TASK OBJECTIVE —
Find the line that contains "Tag one point on every instance of the curved". Then set down that line and all the lines after it, to the end of the records, exactly and with nothing added.
──────── PROVIDED MATERIAL ────────
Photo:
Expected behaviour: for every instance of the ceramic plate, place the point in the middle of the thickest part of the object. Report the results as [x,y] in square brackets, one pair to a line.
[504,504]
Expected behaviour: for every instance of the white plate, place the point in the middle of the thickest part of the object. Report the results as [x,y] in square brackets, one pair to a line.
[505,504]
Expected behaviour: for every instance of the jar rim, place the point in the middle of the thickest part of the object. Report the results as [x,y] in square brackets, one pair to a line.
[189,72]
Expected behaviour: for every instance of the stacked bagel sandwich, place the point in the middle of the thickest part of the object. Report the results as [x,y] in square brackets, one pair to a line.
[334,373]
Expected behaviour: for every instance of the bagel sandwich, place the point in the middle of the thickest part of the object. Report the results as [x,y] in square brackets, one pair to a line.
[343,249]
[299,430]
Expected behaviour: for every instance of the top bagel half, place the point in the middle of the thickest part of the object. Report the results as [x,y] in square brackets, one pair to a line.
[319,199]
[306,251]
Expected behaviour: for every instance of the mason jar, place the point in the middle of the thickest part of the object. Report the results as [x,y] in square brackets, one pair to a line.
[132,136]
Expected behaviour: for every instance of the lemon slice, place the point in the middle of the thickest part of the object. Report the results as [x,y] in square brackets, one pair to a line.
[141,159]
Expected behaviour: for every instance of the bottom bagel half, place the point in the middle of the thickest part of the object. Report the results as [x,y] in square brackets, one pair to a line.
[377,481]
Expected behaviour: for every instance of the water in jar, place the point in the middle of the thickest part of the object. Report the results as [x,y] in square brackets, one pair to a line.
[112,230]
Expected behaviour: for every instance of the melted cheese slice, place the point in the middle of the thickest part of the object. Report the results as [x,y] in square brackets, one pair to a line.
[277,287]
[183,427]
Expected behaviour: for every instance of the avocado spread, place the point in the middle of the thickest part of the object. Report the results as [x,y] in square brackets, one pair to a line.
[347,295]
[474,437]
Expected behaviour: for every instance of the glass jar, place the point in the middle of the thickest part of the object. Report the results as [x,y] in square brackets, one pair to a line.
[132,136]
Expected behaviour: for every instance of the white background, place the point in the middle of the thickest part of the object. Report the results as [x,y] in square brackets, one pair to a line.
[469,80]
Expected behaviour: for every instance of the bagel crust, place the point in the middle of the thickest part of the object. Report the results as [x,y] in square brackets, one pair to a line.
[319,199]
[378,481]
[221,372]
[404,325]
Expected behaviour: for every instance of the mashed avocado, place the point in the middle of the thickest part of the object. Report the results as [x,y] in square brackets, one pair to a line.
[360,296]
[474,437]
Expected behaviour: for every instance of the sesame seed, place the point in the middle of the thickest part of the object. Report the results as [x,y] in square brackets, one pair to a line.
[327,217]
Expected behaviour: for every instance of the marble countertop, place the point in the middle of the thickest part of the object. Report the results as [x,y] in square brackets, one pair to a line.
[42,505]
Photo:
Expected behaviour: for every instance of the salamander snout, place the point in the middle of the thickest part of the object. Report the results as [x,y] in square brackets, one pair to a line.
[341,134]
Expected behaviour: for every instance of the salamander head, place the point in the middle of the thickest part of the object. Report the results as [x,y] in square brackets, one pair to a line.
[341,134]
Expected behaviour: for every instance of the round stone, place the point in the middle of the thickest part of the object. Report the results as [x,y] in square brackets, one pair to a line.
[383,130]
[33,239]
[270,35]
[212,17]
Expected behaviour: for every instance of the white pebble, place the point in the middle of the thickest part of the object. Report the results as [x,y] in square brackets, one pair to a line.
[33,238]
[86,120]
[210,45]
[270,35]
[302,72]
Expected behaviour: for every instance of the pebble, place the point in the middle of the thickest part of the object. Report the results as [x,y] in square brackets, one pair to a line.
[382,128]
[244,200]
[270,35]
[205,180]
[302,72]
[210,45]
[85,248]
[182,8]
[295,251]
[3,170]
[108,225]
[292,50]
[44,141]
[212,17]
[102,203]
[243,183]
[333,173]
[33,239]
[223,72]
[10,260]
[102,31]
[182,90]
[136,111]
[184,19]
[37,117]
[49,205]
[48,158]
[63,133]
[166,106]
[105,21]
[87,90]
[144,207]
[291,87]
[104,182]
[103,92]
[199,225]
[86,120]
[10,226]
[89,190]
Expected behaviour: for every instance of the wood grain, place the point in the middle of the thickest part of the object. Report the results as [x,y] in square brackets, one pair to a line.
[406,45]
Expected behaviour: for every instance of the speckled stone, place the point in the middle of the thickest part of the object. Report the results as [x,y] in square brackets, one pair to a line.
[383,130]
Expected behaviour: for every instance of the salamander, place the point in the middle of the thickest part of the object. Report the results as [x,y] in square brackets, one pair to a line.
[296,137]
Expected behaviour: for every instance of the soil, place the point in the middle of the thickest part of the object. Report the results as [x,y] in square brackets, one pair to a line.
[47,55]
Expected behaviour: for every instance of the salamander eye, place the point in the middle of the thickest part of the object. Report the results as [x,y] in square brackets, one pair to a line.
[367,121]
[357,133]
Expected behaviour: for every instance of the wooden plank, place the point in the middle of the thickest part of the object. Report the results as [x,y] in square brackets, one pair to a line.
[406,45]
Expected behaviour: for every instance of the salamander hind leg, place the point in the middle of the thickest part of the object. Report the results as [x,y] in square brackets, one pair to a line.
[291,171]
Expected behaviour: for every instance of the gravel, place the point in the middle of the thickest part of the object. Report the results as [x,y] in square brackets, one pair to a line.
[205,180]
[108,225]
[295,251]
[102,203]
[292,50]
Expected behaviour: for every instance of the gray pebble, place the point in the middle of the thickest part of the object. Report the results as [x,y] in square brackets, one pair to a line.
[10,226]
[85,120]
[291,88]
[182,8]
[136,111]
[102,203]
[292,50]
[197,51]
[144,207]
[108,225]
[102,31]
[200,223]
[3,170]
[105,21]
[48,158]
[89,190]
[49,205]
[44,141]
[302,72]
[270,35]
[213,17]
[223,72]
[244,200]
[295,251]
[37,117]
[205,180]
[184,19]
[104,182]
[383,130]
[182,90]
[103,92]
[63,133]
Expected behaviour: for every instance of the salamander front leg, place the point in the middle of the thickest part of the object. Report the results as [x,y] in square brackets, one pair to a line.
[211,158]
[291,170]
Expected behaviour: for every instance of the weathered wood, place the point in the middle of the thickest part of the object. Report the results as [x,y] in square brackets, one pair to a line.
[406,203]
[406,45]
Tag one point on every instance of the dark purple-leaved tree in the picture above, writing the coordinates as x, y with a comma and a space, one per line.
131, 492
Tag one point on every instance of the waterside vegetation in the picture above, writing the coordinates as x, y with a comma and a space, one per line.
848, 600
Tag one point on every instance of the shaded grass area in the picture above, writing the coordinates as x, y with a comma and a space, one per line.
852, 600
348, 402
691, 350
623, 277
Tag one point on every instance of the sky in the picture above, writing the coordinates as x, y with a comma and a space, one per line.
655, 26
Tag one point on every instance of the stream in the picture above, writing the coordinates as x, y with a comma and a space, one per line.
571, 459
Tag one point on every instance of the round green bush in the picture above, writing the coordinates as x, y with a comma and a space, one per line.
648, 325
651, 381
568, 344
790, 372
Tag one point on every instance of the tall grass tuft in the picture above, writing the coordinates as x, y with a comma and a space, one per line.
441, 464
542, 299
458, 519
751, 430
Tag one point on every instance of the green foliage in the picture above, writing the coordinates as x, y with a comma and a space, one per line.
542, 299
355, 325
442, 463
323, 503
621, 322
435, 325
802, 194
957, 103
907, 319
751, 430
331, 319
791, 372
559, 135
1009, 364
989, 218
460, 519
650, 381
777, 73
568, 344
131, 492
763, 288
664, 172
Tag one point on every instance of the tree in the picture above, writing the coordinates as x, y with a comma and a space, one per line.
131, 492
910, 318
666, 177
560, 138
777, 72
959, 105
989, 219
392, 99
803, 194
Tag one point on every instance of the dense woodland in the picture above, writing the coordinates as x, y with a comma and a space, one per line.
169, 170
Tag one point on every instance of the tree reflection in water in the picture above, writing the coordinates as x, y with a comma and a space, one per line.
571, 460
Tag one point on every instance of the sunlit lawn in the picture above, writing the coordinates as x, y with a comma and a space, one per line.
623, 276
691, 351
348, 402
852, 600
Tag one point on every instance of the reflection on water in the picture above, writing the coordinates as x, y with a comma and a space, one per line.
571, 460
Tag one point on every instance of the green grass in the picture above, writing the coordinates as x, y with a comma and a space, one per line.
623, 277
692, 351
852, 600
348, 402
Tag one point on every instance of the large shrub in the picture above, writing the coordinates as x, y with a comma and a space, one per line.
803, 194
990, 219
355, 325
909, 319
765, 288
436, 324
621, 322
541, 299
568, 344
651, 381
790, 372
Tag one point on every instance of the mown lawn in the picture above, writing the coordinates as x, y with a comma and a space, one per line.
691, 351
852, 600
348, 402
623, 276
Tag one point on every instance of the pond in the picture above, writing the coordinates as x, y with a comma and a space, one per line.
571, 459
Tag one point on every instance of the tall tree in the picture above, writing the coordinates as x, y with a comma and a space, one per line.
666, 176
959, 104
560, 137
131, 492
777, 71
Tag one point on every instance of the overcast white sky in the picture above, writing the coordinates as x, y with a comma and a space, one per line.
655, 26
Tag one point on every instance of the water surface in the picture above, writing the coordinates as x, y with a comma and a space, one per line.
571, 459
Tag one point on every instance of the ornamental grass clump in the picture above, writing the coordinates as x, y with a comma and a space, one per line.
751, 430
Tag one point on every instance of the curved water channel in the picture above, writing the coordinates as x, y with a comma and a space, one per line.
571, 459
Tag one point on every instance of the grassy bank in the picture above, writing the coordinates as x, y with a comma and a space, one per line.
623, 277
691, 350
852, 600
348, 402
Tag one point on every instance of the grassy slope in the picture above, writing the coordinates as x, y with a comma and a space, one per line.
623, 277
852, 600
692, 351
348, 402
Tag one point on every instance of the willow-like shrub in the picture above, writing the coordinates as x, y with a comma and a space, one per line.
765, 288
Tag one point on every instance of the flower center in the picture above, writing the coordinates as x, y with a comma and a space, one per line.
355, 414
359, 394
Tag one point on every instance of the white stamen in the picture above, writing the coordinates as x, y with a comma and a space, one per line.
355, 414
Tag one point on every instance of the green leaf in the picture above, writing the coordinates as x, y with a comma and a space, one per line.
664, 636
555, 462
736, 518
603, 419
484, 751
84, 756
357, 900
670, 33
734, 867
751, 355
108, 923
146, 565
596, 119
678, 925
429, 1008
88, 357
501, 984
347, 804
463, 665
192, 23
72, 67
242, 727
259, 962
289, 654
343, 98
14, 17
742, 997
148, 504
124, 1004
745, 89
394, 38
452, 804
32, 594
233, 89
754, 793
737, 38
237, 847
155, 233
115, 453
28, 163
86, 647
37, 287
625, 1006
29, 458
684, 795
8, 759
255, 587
────────
RESPONSE BELOW —
Tag one point on every instance of the curved water channel in the picture above, writing the coordinates as x, y with a comma and a space, one per line.
571, 459
Tag one point on every instance of the grassy bank in the picture above, writing the coordinates as x, y with a comma and a space, one per line.
623, 277
691, 350
852, 600
348, 402
Tag one point on every instance of the grassy slope in the picture above, writing the coordinates as x, y with a comma and a space, one per line.
623, 277
852, 600
692, 351
348, 402
Tag one point on every instance of the willow-like shrub in the picture above, writing the coordinates as x, y with a comma and a space, one per line.
765, 288
Tag one point on every instance of the flower center in the picture above, writing the coordinates as x, y with a comma and a space, one per line.
355, 414
359, 394
Tag one point on every instance of the white stamen in the picture above, writing the coordinates as x, y with a comma and a space, one per line.
355, 414
Tag one point on every instance of the green leaf in the picture above, writing the coordinates as x, y with a comma and a space, one per line.
664, 636
555, 462
736, 518
603, 419
484, 751
84, 756
357, 900
670, 33
734, 867
751, 355
108, 923
146, 565
596, 119
678, 925
429, 1008
88, 357
501, 984
347, 804
463, 665
192, 23
72, 67
242, 727
259, 962
289, 654
343, 98
14, 17
742, 997
148, 504
124, 1004
745, 89
394, 38
452, 804
32, 594
233, 89
754, 793
737, 38
237, 847
155, 233
115, 453
28, 163
86, 647
37, 287
625, 1006
29, 458
684, 795
8, 759
255, 587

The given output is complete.